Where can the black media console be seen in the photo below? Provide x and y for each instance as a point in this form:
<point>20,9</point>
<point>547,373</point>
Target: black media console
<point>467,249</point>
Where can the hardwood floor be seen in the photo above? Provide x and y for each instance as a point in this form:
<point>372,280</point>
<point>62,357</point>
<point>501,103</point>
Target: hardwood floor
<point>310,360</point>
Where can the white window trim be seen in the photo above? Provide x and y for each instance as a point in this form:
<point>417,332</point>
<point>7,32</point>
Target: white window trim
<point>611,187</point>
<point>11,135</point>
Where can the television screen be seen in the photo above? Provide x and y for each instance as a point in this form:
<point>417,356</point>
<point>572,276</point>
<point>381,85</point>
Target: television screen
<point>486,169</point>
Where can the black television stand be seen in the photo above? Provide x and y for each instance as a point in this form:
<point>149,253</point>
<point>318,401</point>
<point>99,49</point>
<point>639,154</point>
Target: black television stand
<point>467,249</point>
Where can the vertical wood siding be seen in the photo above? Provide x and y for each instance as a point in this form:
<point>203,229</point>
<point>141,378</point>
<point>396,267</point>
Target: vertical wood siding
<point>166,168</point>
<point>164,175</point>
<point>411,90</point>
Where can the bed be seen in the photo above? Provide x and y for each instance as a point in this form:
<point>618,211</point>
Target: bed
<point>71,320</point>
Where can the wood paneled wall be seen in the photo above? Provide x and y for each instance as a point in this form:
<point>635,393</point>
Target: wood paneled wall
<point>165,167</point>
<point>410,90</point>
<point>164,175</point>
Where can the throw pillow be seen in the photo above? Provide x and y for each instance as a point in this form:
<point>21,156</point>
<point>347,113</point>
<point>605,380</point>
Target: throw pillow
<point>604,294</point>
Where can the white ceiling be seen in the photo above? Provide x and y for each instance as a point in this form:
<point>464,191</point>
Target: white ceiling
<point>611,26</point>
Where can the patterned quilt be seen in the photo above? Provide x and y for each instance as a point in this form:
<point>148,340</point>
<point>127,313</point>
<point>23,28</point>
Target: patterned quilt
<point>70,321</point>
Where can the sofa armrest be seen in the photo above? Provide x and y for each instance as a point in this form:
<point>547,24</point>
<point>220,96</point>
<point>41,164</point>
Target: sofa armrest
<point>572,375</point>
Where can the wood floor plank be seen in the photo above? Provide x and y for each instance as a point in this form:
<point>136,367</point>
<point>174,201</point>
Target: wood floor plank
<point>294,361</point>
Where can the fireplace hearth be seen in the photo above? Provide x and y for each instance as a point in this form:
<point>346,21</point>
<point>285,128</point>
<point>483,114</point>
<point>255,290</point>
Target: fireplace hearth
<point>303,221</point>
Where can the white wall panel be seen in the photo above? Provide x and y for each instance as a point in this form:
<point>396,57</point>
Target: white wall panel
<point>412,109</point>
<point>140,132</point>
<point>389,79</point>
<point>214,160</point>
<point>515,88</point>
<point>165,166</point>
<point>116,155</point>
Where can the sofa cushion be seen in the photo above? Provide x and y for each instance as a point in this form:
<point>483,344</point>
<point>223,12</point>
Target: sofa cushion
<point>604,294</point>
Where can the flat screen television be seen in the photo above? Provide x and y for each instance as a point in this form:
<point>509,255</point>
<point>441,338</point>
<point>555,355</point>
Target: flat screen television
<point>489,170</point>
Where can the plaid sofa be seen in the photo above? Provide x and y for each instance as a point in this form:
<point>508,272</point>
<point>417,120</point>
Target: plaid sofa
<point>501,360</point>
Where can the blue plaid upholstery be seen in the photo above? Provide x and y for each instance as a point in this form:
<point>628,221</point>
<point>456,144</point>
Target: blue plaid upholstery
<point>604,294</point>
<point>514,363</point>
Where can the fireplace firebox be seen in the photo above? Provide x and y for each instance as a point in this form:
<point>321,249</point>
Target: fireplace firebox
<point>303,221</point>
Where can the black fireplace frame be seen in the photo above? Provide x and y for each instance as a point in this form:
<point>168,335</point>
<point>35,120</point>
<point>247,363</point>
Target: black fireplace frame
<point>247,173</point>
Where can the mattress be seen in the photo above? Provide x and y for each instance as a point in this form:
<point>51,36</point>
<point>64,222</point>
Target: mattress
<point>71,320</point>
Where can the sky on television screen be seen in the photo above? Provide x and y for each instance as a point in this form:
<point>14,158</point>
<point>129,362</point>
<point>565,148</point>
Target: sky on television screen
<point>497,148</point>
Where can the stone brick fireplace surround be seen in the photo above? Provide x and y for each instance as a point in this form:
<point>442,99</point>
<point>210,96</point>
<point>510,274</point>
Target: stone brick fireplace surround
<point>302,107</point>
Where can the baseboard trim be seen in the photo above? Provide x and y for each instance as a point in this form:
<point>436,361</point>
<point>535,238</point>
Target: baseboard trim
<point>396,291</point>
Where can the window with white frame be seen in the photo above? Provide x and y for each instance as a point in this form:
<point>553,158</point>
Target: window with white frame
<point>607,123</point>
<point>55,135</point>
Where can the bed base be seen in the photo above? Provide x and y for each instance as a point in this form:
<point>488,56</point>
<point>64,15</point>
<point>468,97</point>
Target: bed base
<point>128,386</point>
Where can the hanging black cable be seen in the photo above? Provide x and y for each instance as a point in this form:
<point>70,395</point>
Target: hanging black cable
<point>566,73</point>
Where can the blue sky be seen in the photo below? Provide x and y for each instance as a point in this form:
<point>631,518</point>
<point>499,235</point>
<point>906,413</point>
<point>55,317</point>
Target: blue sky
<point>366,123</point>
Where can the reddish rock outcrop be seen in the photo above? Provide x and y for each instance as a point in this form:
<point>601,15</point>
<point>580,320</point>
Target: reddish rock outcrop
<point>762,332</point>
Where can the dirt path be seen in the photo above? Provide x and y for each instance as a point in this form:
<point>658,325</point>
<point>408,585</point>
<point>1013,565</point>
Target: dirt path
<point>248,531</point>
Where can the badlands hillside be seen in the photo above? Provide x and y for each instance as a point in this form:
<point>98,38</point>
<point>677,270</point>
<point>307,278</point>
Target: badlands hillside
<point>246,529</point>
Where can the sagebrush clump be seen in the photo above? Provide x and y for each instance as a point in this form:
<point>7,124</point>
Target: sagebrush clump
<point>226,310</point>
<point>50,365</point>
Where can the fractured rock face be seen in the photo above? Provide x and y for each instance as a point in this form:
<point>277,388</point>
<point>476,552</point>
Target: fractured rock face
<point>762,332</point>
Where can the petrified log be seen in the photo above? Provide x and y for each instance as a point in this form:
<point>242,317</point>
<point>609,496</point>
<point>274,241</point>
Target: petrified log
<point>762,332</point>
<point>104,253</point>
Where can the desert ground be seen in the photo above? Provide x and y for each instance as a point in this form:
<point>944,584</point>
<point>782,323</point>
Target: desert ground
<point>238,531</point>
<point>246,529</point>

━━━━━━━━━━━━━━━━━━━━

=== EXERCISE DIRECTIONS ===
Give the data again, exactly as it stands.

=== TASK RESULT ===
Where can the black media console be seen in the photo below? Provide x and y for each instance as a point in this form:
<point>20,9</point>
<point>547,373</point>
Target: black media console
<point>467,249</point>
Where can the hardwood floor be seen in the photo above? Provide x and y for each instance as a point in this form:
<point>372,280</point>
<point>62,357</point>
<point>501,103</point>
Target: hardwood floor
<point>310,360</point>
Where can the white window trim be seen in the photo above? Provide x and y for each instance as a point in this form:
<point>417,332</point>
<point>7,32</point>
Target: white window trim
<point>611,187</point>
<point>11,135</point>
Where can the television screen be seen in the photo above? Provide x and y for each instance as a point in this form:
<point>417,356</point>
<point>572,276</point>
<point>381,85</point>
Target: television screen
<point>486,169</point>
Where can the black television stand be seen in the photo above? Provide x and y for each instance as a point in this form:
<point>149,253</point>
<point>318,401</point>
<point>99,49</point>
<point>639,154</point>
Target: black television stand
<point>467,249</point>
Where can the vertical wood siding be seen in the photo above? Provide x and y for each instance as a point in this form:
<point>203,229</point>
<point>141,378</point>
<point>396,267</point>
Target: vertical wood siding
<point>166,168</point>
<point>164,175</point>
<point>411,90</point>
Where can the bed be seen in the photo above? Provide x and y for each instance as a point in this form:
<point>618,211</point>
Target: bed
<point>71,320</point>
Where can the wood paneled wall be seen in the photo above? Provide x and y for each instance as a point in this form:
<point>635,393</point>
Target: wood paneled wall
<point>165,167</point>
<point>410,90</point>
<point>164,175</point>
Where can the throw pillow be seen in the photo above? Provide x and y for each instance as a point in this form:
<point>21,156</point>
<point>347,113</point>
<point>605,380</point>
Target: throw pillow
<point>604,294</point>
Where can the white ceiling be seen in the photo above? Provide x and y for each instance as a point in this form:
<point>464,191</point>
Target: white ceiling
<point>611,26</point>
Where can the patterned quilt be seen in the photo above? Provide x and y for each instance as a point in this form:
<point>148,340</point>
<point>127,313</point>
<point>23,28</point>
Target: patterned quilt
<point>70,321</point>
Where can the sofa armrest be seen in the photo above? Provide x and y for each instance as a point in this form:
<point>547,24</point>
<point>220,96</point>
<point>41,164</point>
Target: sofa armrest
<point>572,375</point>
Where can the wood floor plank be seen in the photo above? Provide x and y for each instance as a point in this form:
<point>136,367</point>
<point>174,201</point>
Target: wood floor plank
<point>294,361</point>
Where can the fireplace hearth be seen in the photo above? Provide x and y for each instance as a point in this form:
<point>346,21</point>
<point>285,128</point>
<point>483,114</point>
<point>255,290</point>
Target: fireplace hearth
<point>303,221</point>
Where can the white wall panel be seen in the photo above? Provide x and y for each instance as a point in this form:
<point>396,57</point>
Target: white wall panel
<point>412,109</point>
<point>140,132</point>
<point>389,79</point>
<point>214,160</point>
<point>515,88</point>
<point>165,166</point>
<point>116,155</point>
Where can the sofa cushion be seen in the photo above? Provide x and y for each instance as a point in this form:
<point>483,344</point>
<point>223,12</point>
Target: sofa cushion
<point>604,294</point>
Where can the flat screen television be seen in the photo above? Provide x and y for each instance as a point in this form:
<point>509,255</point>
<point>441,338</point>
<point>555,355</point>
Target: flat screen television
<point>489,170</point>
Where can the plaid sofa be seen in the photo above? Provide x and y for each instance as a point in this form:
<point>508,272</point>
<point>417,120</point>
Target: plaid sofa
<point>501,360</point>
Where can the blue plaid upholstery be seen in the photo above? Provide x and y for each instance as a point in this form:
<point>628,221</point>
<point>456,144</point>
Target: blue plaid upholstery
<point>604,294</point>
<point>514,363</point>
Where can the fireplace firebox be seen in the photo above? Provide x and y for each instance as a point in this form:
<point>321,249</point>
Target: fireplace firebox
<point>303,221</point>
Where can the black fireplace frame be seen in the photo above? Provide x and y for each instance as a point in this form:
<point>168,335</point>
<point>35,120</point>
<point>247,363</point>
Target: black fireplace frame
<point>247,173</point>
Where can the mattress be seen in the photo above? Provide x and y for each instance as a point in this form:
<point>51,36</point>
<point>64,222</point>
Target: mattress
<point>71,320</point>
Where can the sky on television screen be seen in the photo above? Provide x and y for each instance as a point in this form:
<point>14,158</point>
<point>129,362</point>
<point>565,148</point>
Target: sky on television screen
<point>497,148</point>
Where can the stone brick fireplace surround be seen in the photo above? Provide x and y for each instance as a point in this form:
<point>442,99</point>
<point>210,96</point>
<point>510,274</point>
Target: stone brick fireplace surround
<point>302,107</point>
Where can the baseboard trim be seen in the photo above? Provide x and y for each instance as a point in this form:
<point>436,361</point>
<point>535,238</point>
Target: baseboard trim
<point>396,291</point>
Where can the window with white frame be seen in the photo above? Provide x and y for each instance as a point in this form:
<point>553,158</point>
Target: window with white frame
<point>607,123</point>
<point>55,135</point>
Where can the bed base be seen in the photo above? Provide x and y for each instance as a point in this form:
<point>488,56</point>
<point>64,15</point>
<point>468,97</point>
Target: bed base
<point>128,386</point>
Where can the hanging black cable be seen in the photo above? Provide x and y for each instance as a point in this form:
<point>70,395</point>
Target: hanging black cable
<point>566,73</point>
Where can the blue sky be seen in the photo below? Provide x and y for each instance as a point in this form:
<point>631,518</point>
<point>499,235</point>
<point>906,413</point>
<point>55,317</point>
Target: blue sky
<point>366,123</point>
Where can the reddish rock outcrop be seen in the photo above? Provide x and y for each instance as a point in this form:
<point>601,15</point>
<point>580,320</point>
Target: reddish rock outcrop
<point>762,332</point>
Where can the dirt path be seen in the photo above? Provide x and y for each instance as a point in this form:
<point>658,325</point>
<point>408,585</point>
<point>1013,565</point>
Target: dirt path
<point>248,531</point>
Where can the badlands hillside be seen in the photo above? Provide x and y for each instance as a point in this form:
<point>98,38</point>
<point>677,270</point>
<point>307,278</point>
Target: badlands hillside
<point>246,529</point>
Where can the sagebrush clump be seen in the photo above? Provide x and y for each instance as a point in this form:
<point>7,124</point>
Target: sagebrush clump
<point>226,310</point>
<point>50,365</point>
Where can the fractured rock face be seen in the photo above? Provide x and y for each instance as a point in this form:
<point>277,388</point>
<point>476,552</point>
Target: fractured rock face
<point>762,332</point>
Where can the petrified log be seen in the photo above? Provide x and y for each instance as a point in this form:
<point>242,317</point>
<point>609,496</point>
<point>274,241</point>
Target: petrified log
<point>762,332</point>
<point>104,253</point>
Where can the desert ground be seen in the photo above? Provide x and y for each instance as a point in this form:
<point>944,584</point>
<point>782,323</point>
Target: desert ground
<point>238,531</point>
<point>246,529</point>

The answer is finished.